Intimacy and Sex

When I ask couples what they most crave in their relationships, one of the most common responses I receive is for "increased intimacy." It makes sense--as humans, we tend to crave connection, and don't we all want to be closer to our partners?

Yet, when I ask what increased intimacy means to each partner, I don't always get clear answers.  They don't always know what it would look like if their goal for increased intimacy was met. Sometimes, the words sex and intimacy are used interchangeably, but they don't mean the same thing.

Of course, sexual connection matters for many couples.  Even when a partner is complaining about wanting more sexual frequency, if we explore more deeply, we may discover that it's about more than the actual physical engagement. It may be about the total focus on each other without distractions; or about being touched with care (not just sexually); or about feeling valued and desirable; or about stress relief, connection, and so much more.

◇ ◇ ◇

What to do ▸
**a)** In one to three sentences, explain why the piece on intimacy and sex treats couples' wish for "increased intimacy" as understandable.
**b)** Carry the piece on intimacy and sex forward, starting after its final sentence.

◇ ◇ ◇

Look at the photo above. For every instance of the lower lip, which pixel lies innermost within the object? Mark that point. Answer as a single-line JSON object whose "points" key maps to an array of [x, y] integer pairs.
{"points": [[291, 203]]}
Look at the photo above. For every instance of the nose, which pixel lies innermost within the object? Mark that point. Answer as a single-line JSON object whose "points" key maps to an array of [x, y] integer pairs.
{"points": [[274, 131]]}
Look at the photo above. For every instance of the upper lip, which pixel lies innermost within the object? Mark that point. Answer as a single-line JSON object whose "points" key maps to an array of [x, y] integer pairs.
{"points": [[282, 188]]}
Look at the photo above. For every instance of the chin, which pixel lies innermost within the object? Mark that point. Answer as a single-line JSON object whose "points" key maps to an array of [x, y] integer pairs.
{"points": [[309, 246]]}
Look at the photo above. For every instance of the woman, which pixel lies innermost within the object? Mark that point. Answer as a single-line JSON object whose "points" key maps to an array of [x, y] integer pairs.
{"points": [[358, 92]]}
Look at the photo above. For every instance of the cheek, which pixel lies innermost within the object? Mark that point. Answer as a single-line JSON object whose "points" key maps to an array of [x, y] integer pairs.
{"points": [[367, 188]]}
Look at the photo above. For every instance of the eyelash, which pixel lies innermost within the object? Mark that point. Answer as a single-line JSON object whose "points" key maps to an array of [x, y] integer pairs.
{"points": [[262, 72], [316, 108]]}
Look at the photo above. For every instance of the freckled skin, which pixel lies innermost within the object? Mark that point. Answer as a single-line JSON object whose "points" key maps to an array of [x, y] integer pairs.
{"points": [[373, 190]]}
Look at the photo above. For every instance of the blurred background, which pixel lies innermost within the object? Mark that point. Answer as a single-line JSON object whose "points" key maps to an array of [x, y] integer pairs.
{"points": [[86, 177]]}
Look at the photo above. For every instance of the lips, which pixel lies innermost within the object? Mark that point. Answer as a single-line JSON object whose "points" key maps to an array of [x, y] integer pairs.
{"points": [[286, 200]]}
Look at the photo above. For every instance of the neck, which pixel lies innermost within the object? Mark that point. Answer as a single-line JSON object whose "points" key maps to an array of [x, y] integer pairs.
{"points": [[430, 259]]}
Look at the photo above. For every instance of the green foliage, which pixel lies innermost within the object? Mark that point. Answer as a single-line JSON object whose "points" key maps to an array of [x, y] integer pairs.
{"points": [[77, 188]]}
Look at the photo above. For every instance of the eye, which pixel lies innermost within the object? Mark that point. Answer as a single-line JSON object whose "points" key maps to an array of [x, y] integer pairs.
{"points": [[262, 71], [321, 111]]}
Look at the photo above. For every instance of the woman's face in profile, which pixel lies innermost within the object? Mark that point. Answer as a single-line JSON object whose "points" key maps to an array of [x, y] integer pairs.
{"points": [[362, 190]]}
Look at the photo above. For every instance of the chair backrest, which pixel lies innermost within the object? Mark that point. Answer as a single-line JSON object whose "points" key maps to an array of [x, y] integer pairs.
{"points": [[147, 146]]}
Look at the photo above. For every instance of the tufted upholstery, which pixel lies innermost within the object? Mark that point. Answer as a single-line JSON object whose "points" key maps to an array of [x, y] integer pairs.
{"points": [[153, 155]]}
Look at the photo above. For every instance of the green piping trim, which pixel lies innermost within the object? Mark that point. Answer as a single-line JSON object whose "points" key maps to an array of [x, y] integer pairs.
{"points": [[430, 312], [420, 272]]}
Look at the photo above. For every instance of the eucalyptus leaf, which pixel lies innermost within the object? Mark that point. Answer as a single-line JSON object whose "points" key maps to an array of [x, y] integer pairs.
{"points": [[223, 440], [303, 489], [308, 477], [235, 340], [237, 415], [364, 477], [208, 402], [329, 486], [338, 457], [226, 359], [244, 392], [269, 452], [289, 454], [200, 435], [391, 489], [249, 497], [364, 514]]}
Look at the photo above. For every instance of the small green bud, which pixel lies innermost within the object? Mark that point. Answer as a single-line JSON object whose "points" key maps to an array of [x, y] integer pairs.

◇ ◇ ◇

Results of the exercise ▸
**a)** The wish makes sense because humans tend to crave connection. The piece adds that we all want to be closer to our partners.

**b)**
I often see couples who are mismatched in terms of their desires regarding sexual frequency. They often feel stuck. One wants sex more than the other, so one partner feels frustrated and rejected, while the other partner feels harassed and resentful. But if we look more closely, perhaps there are ways to bridge the gap beyond trying to find some magical compromise regarding how sexual encounters per week/month/year.

The way I think about it, when we talk about sex, we have to widen the focus.  For instance, if Partner A says "I want to have more sex, and my partner never seems interested," we could explore what Partner A values about sex, and what s/he is missing when the frequency of sex is lower than desired.  We could talk about all the needs that sex can gratify, and explore what could also meet those needs. We can also explore what Partner B values about sex and intimacy--what fulfills his/her needs and increases connection? What does s/he like to do--kissing/hugging? intimate conversation? massage and sensual touch? Sex that is initiated by Partner B?

We might also learn about what the requests for sex feel like for both partners. Perhaps there are feelings of unequal power, rejection, guilt, anxiety, or anger. Do those feelings occur in other parts of the relationship? In working through those feelings about sex, we might be able to work through those dynamic patterns in other parts of the relationship.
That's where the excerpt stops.